Task brief »
Your answer should be the lines of the material that include the word "ground".

--- Records for this exercise Enclosed Below ---

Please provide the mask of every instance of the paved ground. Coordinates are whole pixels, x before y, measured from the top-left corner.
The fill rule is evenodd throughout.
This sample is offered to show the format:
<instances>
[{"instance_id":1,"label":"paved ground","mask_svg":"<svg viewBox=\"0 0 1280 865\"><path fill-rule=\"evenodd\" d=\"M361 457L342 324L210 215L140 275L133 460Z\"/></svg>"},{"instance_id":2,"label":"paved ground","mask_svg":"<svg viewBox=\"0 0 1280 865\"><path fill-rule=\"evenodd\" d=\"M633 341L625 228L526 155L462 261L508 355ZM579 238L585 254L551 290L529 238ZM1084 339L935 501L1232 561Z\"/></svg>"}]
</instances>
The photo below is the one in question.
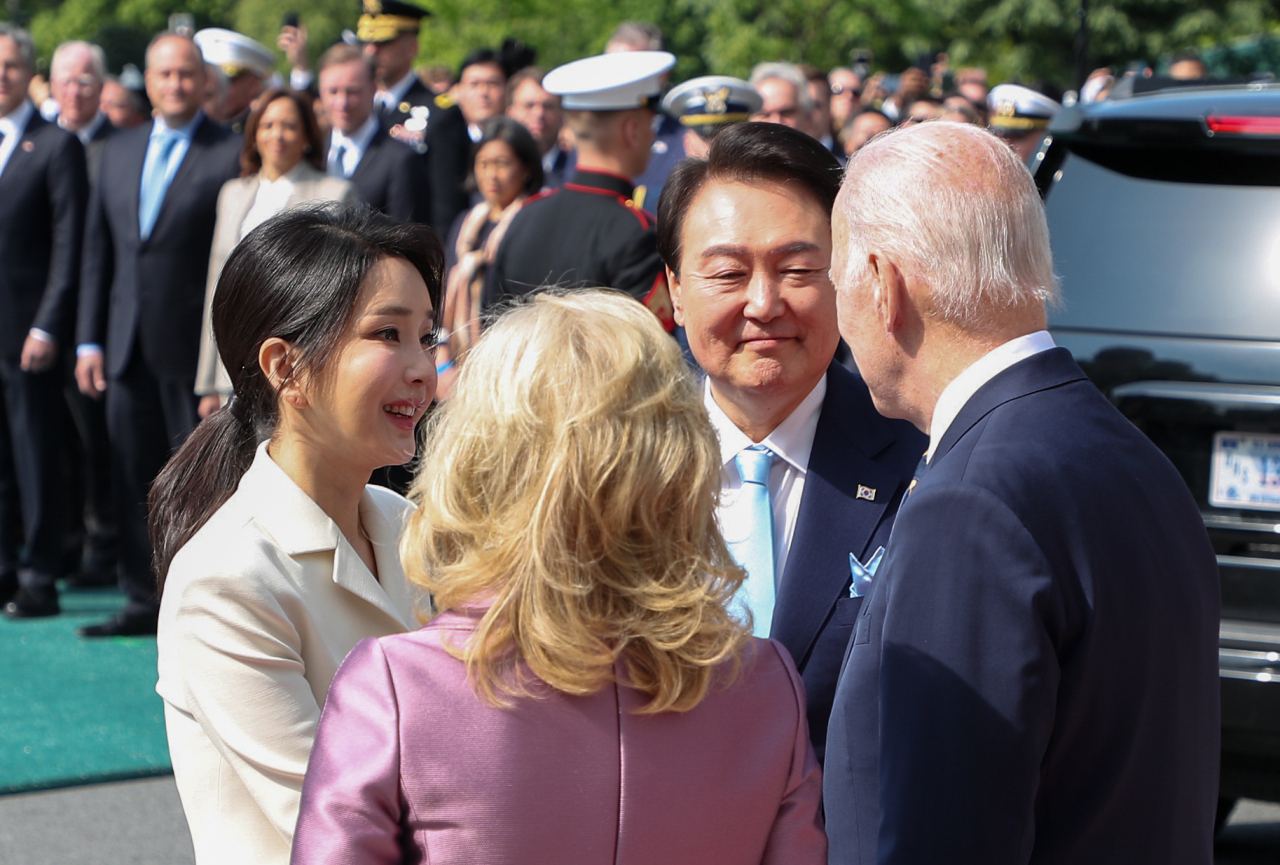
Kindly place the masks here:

--- End of Enclosed Records for this exercise ---

Answer box »
Please provide the mask of every instance of the paved ground. Coordinates are whole pixels, x before y, measured from the top-left corner.
[{"instance_id":1,"label":"paved ground","mask_svg":"<svg viewBox=\"0 0 1280 865\"><path fill-rule=\"evenodd\" d=\"M361 457L342 324L210 215L140 275L133 460Z\"/></svg>"},{"instance_id":2,"label":"paved ground","mask_svg":"<svg viewBox=\"0 0 1280 865\"><path fill-rule=\"evenodd\" d=\"M633 341L625 228L526 155L462 261L508 355ZM579 238L585 254L551 290L529 238ZM1084 339L935 501L1232 561Z\"/></svg>"}]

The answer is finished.